Trabalho pedido ▸ Reescreva as linhas abaixo trocando "wasp nest" por "hornet nest" e mantendo todo o resto igual.

Linhas fornecidas ▸
----------
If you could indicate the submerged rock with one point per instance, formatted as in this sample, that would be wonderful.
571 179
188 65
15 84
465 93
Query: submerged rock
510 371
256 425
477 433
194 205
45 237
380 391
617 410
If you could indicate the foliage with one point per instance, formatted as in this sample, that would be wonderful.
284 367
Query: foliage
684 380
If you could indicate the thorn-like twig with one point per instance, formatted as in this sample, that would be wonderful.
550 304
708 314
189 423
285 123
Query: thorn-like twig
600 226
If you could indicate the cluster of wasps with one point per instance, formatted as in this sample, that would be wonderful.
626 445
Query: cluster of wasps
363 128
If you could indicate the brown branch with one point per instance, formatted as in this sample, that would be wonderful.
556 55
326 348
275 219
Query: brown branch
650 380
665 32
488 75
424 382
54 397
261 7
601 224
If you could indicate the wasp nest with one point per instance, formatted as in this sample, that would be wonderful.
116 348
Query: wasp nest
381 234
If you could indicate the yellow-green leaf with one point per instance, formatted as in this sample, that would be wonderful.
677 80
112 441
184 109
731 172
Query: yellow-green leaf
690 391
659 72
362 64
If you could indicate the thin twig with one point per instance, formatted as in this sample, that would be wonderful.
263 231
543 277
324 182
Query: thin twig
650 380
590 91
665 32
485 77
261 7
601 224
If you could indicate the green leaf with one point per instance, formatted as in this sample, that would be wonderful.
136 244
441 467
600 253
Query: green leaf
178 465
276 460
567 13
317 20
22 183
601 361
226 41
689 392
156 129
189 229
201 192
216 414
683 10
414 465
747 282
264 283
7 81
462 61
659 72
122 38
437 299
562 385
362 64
----------
A resposta ▸
If you could indicate the submerged rock with one point per instance, formatted as in this sample, that would be wonderful.
571 179
188 65
15 84
465 93
Query: submerged rock
510 371
256 425
477 433
194 205
45 237
380 391
617 410
If you could indicate the foliage with one point per instance, formatted as in this sample, that would be wonderful.
284 367
Query: foliage
684 380
If you could indicate the thorn-like twig with one point per instance, formatted as in this sample, that would be wonderful.
550 304
708 314
189 423
285 123
Query: thorn-like twig
600 226
If you could indicate the cluster of wasps with one point per instance, formatted as in this sample, that would be wonderful.
626 445
Query: cluster of wasps
363 128
If you could indicate the brown branch with one point per instance, formatted as in this sample, that would be wonderful.
556 55
326 348
275 219
Query: brown branch
650 380
665 32
488 75
424 382
54 397
261 7
601 224
If you could indicate the hornet nest with one point per instance, formatted as in this sample, that would be wonderful.
116 348
Query: hornet nest
381 234
If you could indicate the yellow-green leaf with one point per instance, formatted as in this sample, that would be wonderful.
677 80
112 441
184 109
731 172
Query: yellow-green leaf
690 391
659 72
362 64
If you could indicate the thin twig with one point per instance, formatted as in this sample, that would be wonderful.
263 231
543 277
324 182
Query: thin twig
650 380
590 91
665 32
485 77
261 7
601 224
If you could indicate the green leaf with one point per instance, formatted as in this sample, that would be wonderful.
136 244
441 467
600 253
Query: green leaf
178 465
276 460
567 13
317 20
22 183
601 361
226 41
689 392
156 129
189 229
201 192
216 414
683 10
414 465
747 282
264 283
7 81
462 61
659 72
122 38
437 299
562 385
362 64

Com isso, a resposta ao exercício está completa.